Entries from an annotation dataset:
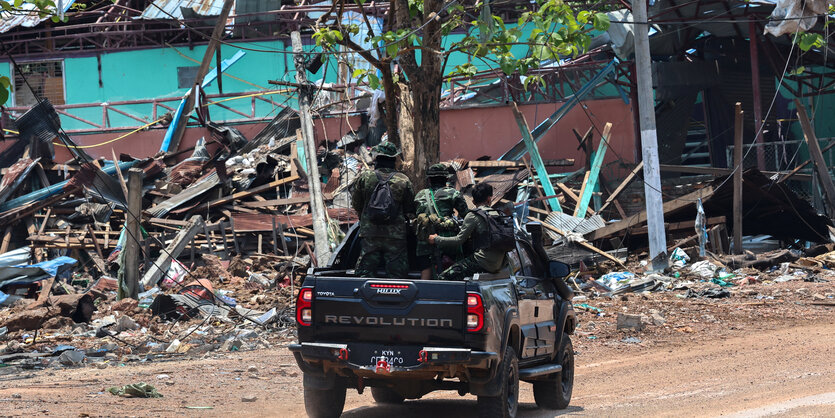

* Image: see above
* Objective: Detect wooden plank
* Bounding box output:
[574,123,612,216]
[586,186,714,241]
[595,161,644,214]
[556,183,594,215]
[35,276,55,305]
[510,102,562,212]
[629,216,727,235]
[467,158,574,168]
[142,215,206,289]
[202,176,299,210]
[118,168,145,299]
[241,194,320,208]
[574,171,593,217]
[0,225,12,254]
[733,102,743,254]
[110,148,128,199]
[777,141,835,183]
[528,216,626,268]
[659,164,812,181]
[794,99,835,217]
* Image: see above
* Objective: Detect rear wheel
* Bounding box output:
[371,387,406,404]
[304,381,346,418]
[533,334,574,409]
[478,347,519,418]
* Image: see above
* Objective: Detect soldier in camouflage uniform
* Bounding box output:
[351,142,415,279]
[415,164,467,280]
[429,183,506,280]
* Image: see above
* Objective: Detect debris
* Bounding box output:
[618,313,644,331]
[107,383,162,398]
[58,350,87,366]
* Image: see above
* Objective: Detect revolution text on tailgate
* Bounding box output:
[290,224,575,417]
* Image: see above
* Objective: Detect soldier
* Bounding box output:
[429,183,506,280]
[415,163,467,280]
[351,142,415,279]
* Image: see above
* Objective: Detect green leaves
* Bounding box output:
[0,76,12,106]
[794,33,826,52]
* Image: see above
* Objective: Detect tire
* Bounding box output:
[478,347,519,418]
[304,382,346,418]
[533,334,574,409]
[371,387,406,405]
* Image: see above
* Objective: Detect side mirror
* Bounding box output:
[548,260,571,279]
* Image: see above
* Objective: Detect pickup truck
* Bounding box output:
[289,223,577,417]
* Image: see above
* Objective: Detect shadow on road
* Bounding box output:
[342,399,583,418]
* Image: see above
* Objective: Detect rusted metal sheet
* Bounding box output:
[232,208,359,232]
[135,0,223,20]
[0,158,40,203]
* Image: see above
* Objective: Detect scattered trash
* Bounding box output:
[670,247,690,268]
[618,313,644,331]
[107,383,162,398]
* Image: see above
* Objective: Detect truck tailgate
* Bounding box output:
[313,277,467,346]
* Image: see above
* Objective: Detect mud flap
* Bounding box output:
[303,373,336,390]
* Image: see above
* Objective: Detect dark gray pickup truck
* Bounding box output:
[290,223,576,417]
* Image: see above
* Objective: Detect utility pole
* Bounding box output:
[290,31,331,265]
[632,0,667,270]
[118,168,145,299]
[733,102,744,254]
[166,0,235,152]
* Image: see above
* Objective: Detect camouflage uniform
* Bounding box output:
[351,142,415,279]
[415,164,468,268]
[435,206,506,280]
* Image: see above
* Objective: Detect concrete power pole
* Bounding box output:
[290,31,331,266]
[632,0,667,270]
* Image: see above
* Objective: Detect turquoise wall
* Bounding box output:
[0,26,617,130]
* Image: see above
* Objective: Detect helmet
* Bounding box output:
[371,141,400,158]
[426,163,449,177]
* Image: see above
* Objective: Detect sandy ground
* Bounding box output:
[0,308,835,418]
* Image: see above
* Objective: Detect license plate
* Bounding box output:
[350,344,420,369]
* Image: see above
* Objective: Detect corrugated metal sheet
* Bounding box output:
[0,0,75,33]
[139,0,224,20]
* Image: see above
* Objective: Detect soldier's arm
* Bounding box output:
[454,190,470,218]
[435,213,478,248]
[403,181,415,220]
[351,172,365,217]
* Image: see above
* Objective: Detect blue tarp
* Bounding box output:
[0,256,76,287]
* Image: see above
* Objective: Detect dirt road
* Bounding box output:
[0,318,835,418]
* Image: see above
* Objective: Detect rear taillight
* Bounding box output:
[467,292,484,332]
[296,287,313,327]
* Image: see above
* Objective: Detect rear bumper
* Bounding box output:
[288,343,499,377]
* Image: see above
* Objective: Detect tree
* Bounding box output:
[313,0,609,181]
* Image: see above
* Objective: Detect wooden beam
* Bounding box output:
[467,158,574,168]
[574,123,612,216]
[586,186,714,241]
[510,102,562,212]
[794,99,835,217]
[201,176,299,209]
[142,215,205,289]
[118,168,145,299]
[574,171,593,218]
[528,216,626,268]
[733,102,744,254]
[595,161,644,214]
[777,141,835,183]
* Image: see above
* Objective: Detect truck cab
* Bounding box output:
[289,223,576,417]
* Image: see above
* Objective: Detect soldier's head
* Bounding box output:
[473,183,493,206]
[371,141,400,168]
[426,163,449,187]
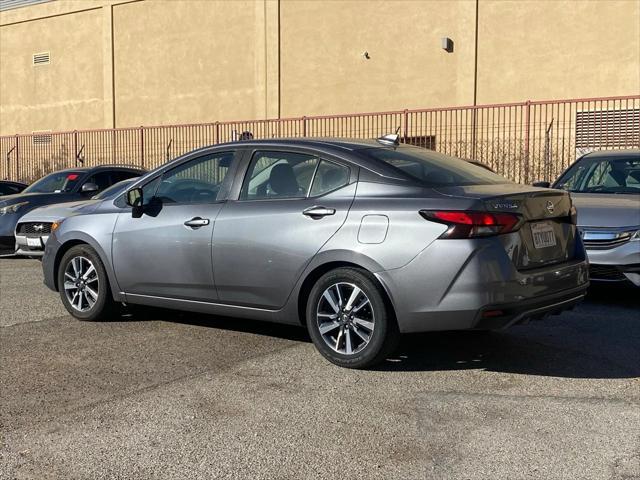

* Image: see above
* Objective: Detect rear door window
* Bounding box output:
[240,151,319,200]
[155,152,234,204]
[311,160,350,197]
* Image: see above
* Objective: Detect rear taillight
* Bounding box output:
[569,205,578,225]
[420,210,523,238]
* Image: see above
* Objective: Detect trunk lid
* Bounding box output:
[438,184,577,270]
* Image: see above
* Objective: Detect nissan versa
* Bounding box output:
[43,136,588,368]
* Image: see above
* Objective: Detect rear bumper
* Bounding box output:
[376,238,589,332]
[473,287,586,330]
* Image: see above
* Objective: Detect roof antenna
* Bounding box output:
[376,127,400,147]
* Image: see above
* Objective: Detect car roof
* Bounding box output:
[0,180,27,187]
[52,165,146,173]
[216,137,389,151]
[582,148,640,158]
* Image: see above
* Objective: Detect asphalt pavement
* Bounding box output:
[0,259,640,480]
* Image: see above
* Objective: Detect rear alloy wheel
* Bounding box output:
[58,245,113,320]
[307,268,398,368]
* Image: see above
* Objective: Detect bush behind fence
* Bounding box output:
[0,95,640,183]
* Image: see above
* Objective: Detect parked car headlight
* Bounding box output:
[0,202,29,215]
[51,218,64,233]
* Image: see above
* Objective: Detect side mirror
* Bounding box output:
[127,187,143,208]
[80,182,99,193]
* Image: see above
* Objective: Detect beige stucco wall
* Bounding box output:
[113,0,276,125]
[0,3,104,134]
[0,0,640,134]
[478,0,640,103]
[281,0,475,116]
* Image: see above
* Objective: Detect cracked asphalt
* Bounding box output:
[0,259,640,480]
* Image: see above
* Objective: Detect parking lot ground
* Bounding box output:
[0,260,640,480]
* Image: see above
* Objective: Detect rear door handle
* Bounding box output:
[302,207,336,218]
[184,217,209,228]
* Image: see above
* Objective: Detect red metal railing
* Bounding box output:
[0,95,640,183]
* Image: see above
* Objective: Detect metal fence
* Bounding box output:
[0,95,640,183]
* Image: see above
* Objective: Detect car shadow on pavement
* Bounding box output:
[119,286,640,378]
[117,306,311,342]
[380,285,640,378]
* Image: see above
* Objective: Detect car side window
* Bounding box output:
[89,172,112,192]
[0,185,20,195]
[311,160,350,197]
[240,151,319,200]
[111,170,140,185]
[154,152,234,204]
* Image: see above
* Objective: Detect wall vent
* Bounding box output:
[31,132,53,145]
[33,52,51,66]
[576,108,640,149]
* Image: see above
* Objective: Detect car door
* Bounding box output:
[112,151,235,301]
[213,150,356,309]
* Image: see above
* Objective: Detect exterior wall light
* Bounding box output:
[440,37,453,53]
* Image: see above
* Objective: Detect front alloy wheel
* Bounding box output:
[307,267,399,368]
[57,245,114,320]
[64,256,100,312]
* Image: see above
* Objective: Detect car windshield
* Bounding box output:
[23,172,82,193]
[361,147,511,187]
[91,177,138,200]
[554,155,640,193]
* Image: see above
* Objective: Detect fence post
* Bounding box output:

==

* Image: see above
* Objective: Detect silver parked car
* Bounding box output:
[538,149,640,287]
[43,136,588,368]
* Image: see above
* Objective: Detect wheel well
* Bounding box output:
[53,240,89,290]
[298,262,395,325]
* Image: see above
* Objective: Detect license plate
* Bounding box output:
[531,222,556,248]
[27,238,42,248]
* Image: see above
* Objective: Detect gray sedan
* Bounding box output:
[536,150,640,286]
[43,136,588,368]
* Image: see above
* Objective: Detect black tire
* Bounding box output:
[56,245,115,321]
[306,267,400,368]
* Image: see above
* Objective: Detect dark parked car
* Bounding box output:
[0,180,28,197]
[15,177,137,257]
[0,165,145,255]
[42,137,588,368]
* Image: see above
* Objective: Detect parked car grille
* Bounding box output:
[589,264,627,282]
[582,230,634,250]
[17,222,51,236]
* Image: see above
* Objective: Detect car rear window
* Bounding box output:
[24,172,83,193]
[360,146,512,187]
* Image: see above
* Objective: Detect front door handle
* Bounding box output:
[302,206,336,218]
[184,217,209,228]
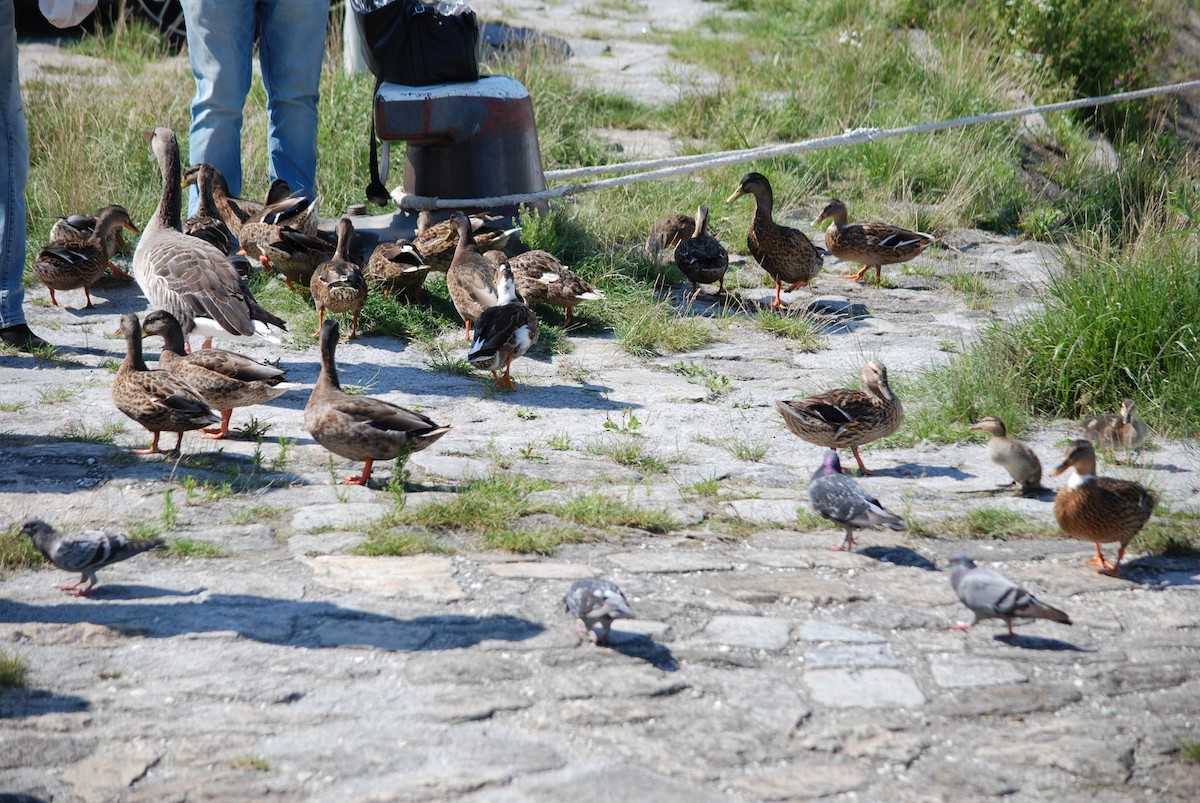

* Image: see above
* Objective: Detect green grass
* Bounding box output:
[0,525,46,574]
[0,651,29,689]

--

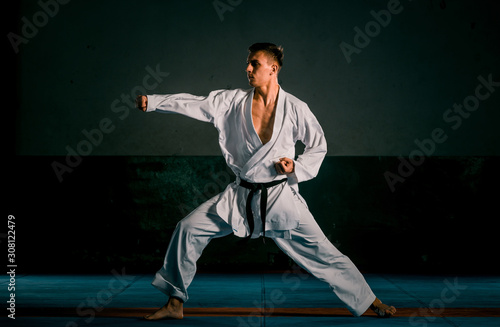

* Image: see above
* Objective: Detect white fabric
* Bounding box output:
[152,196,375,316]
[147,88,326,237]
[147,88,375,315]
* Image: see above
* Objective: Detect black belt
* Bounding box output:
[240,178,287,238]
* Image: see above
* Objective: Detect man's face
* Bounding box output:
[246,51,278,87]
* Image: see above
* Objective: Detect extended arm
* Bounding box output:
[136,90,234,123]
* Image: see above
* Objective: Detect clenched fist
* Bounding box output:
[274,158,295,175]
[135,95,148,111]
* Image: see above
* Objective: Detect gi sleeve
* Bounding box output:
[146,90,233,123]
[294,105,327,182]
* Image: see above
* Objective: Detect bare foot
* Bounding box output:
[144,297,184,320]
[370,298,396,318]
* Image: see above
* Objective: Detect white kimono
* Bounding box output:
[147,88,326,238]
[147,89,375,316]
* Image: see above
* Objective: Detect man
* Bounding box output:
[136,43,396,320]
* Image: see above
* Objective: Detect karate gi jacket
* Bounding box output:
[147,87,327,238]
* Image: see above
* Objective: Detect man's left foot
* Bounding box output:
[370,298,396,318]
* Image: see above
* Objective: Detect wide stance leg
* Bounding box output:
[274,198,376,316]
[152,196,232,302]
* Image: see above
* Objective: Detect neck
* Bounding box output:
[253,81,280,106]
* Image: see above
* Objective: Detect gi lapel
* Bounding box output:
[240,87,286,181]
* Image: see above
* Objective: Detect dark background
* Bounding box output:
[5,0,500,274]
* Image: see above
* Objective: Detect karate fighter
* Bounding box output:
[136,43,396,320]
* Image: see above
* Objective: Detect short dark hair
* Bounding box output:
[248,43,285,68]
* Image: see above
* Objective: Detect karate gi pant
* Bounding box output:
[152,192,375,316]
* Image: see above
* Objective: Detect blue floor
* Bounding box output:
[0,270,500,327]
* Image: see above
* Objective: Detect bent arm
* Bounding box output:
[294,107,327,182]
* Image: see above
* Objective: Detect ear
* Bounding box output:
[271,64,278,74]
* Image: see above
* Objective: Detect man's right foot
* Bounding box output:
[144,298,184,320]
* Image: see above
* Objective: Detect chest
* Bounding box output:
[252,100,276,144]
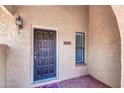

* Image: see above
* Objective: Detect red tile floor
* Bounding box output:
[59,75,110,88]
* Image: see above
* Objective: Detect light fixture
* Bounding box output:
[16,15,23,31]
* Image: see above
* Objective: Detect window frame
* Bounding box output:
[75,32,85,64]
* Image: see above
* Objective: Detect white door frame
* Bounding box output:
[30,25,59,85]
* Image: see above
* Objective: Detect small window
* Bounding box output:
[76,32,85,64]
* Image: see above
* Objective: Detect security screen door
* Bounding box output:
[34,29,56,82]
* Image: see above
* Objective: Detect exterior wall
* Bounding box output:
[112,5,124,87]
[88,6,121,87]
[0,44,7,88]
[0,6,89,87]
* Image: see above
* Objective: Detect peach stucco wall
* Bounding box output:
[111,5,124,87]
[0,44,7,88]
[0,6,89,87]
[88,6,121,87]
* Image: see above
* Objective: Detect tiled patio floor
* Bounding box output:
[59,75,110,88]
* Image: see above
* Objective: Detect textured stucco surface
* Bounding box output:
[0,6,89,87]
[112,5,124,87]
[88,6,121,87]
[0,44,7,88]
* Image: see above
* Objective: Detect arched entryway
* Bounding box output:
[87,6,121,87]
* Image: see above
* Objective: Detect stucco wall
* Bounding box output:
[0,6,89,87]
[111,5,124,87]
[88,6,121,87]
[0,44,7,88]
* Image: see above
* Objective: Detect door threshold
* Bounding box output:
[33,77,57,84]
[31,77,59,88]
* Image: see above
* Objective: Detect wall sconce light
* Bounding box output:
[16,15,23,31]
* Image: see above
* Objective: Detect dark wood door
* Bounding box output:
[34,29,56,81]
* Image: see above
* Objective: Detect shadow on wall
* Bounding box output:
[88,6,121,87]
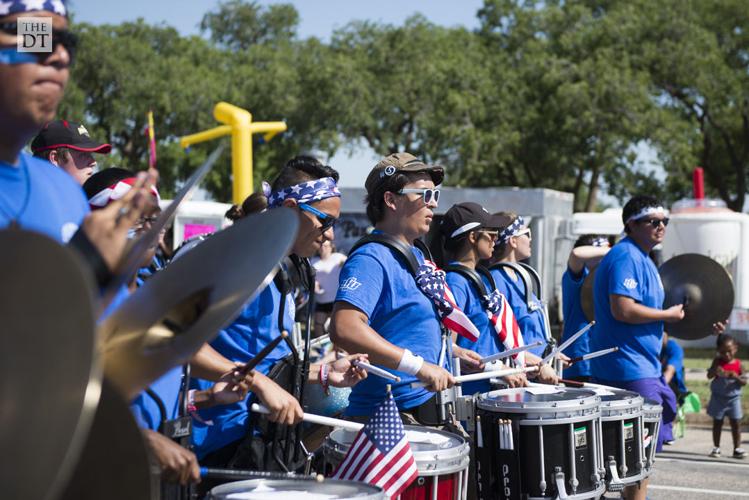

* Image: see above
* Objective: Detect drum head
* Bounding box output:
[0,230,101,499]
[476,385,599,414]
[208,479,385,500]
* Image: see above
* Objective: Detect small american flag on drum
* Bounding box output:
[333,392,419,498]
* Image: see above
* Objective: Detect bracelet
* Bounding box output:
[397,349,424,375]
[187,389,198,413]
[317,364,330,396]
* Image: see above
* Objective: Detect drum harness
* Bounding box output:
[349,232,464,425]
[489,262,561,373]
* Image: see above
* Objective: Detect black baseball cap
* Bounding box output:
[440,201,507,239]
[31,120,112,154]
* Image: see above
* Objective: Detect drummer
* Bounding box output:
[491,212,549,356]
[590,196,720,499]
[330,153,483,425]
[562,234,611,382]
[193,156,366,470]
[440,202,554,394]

What you will do:
Select every line of the items that contains the word "exterior" and copy each one out.

Exercise output:
* Objective: Detect exterior wall light
* Objective: Detect exterior wall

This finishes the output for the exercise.